<<<<

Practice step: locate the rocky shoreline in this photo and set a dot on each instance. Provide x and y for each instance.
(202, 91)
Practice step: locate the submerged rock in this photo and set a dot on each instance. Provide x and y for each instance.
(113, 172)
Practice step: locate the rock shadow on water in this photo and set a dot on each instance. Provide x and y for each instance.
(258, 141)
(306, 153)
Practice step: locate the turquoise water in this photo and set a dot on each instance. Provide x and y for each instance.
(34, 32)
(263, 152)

>>>>
<<<<

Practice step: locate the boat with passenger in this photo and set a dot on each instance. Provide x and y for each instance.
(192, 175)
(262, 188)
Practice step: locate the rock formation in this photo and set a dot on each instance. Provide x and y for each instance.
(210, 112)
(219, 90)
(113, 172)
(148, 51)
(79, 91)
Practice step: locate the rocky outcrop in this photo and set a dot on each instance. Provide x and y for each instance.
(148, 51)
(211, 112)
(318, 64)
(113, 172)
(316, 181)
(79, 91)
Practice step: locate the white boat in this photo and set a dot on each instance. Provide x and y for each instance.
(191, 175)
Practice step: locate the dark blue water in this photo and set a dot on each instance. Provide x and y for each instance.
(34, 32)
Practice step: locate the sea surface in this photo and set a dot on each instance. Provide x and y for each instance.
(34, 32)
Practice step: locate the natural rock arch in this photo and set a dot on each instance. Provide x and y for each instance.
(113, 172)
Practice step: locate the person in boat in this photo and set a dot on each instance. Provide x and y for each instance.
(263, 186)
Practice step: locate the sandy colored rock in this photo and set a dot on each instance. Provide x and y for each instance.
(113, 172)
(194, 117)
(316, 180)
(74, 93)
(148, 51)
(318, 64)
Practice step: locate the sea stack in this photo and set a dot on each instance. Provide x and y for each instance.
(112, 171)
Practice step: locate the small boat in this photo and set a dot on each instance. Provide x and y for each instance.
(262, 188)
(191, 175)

>>>>

### Problem to work on:
Find every line in the records that contains the word "rocky" and copy each of those lines.

### Exercise answer:
Practice step: locate the rocky shoreline in this photo and set a dot on each instance. Provide x and y for each instance.
Practice step: locate the rocky outcrop in this photo and set a dot on each instance. Provide x and y for each instance.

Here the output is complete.